EXERCISE TASK — Return each line of the material verbatim.
** START DATA LINES **
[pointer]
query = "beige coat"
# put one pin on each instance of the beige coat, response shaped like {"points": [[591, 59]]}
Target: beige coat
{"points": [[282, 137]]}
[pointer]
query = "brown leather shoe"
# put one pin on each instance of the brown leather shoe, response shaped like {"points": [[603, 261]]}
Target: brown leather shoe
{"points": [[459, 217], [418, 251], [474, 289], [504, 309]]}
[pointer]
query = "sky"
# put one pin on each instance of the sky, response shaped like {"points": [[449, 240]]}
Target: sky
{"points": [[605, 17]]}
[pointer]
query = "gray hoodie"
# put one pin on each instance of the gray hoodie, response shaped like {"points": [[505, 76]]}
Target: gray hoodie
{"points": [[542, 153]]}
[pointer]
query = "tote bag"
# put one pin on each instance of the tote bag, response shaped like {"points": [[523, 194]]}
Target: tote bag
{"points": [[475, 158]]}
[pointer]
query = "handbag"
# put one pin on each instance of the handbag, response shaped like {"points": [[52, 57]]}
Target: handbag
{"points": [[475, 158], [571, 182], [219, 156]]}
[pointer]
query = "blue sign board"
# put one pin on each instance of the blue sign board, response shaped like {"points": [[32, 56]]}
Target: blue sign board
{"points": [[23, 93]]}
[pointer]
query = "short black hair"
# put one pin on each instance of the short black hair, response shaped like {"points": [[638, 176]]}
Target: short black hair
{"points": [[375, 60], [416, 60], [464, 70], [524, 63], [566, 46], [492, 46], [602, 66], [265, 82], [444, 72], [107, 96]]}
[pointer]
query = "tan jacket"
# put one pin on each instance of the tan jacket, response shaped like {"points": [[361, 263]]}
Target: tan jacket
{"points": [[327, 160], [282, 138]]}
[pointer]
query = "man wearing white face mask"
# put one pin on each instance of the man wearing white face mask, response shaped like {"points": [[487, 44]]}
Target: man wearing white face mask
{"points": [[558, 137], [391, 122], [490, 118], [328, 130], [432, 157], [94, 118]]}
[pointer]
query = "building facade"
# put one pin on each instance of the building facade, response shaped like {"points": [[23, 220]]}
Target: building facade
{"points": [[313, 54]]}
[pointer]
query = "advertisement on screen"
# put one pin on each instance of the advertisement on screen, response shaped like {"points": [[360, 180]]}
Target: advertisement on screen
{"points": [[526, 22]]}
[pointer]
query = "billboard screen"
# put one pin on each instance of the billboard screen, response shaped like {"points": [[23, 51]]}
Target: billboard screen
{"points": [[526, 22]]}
** END DATA LINES **
RESPONSE —
[pointer]
query = "beige coat"
# put one pin on each instance of the beige coat, response shaped like {"points": [[591, 59]]}
Target: beige coat
{"points": [[282, 137]]}
[pointer]
query = "brown leather shoe"
# put one pin on each instance of the brown leather shoe, response shaped like {"points": [[603, 261]]}
Target: brown leather shoe
{"points": [[459, 217], [418, 251], [474, 289], [504, 309]]}
[pointer]
query = "sky"
# put one pin on each instance of the sky, response shaped like {"points": [[449, 240]]}
Target: sky
{"points": [[605, 17]]}
[pointer]
query = "gray hoodie"
# put one pin on each instance of the gray hoodie, response shaped like {"points": [[505, 76]]}
Target: gray hoodie
{"points": [[542, 153]]}
[pointer]
query = "tote bag"
# put one pin on each instance of the tote bag, response shaped like {"points": [[523, 194]]}
Target: tote bag
{"points": [[475, 158]]}
[pointer]
query = "handbag"
# put one pin on each instance of the handbag, response shaped like {"points": [[52, 57]]}
Target: handbag
{"points": [[475, 158], [571, 182], [219, 156]]}
[pointer]
query = "blue sign board"
# put one pin on each instance of the blue sign board, response shaped like {"points": [[32, 56]]}
Target: blue sign board
{"points": [[23, 93]]}
[pointer]
query = "short black hair"
# put one pin on each instance of the short black hair, response shaped like {"points": [[638, 176]]}
Target: short black hair
{"points": [[375, 60], [416, 60], [464, 70], [524, 63], [566, 46], [492, 46], [602, 66], [265, 82], [444, 72], [107, 96]]}
[pointer]
query = "tan jacket"
# put one pin on each instance of the tan jacket, response shaped like {"points": [[361, 263]]}
Target: tan jacket
{"points": [[327, 160], [282, 138]]}
[pointer]
query = "man wearing white face mask"
# put one pin on each instance of the man wearing white face mask, response shaped like {"points": [[487, 44]]}
Target: man wearing white face mask
{"points": [[558, 137], [391, 122], [490, 118], [328, 130], [432, 157], [94, 118]]}
[pointer]
query = "building facade"
# put one pin on each instance of the building facade, response shaped like {"points": [[23, 220]]}
Target: building facade
{"points": [[313, 54]]}
[pointer]
query = "advertisement on screen"
# put one pin on each instance of the advertisement on screen, response shaped like {"points": [[360, 180]]}
Target: advertisement on screen
{"points": [[526, 22]]}
[pointer]
query = "billboard screen"
# put one pin on each instance of the billboard screen, response shaped like {"points": [[23, 51]]}
Target: billboard screen
{"points": [[526, 22]]}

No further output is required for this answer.